**MATERIAL SHOWN:**
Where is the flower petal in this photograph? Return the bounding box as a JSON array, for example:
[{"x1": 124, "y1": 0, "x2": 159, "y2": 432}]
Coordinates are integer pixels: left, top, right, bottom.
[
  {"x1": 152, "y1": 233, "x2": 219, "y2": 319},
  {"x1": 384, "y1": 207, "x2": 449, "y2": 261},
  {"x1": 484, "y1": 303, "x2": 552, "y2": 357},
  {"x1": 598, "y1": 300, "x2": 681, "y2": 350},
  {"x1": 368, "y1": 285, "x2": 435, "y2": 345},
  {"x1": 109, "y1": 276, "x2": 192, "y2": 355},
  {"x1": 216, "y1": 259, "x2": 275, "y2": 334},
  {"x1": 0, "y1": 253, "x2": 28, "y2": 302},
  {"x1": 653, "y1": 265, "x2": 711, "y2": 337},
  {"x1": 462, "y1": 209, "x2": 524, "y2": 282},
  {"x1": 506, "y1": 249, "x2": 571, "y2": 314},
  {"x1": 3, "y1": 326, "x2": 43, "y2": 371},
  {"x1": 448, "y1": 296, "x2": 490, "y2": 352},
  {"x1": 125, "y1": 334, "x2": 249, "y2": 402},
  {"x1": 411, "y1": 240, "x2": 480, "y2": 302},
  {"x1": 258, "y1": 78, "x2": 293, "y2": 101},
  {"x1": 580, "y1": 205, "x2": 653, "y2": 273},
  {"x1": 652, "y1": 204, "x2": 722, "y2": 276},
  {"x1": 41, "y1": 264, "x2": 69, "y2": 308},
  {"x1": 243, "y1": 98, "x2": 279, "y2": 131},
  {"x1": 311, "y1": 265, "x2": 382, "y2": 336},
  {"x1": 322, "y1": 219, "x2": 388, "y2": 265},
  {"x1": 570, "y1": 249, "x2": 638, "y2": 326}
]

==

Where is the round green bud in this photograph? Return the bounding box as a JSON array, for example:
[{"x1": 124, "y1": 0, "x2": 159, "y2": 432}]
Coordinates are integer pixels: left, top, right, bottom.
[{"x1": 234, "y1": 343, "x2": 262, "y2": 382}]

**ABOUT THIS TASK:**
Each line of the data that includes "Return" counts once; say how many there are, giving nothing but the number.

**PROBLEM SOLUTION:**
2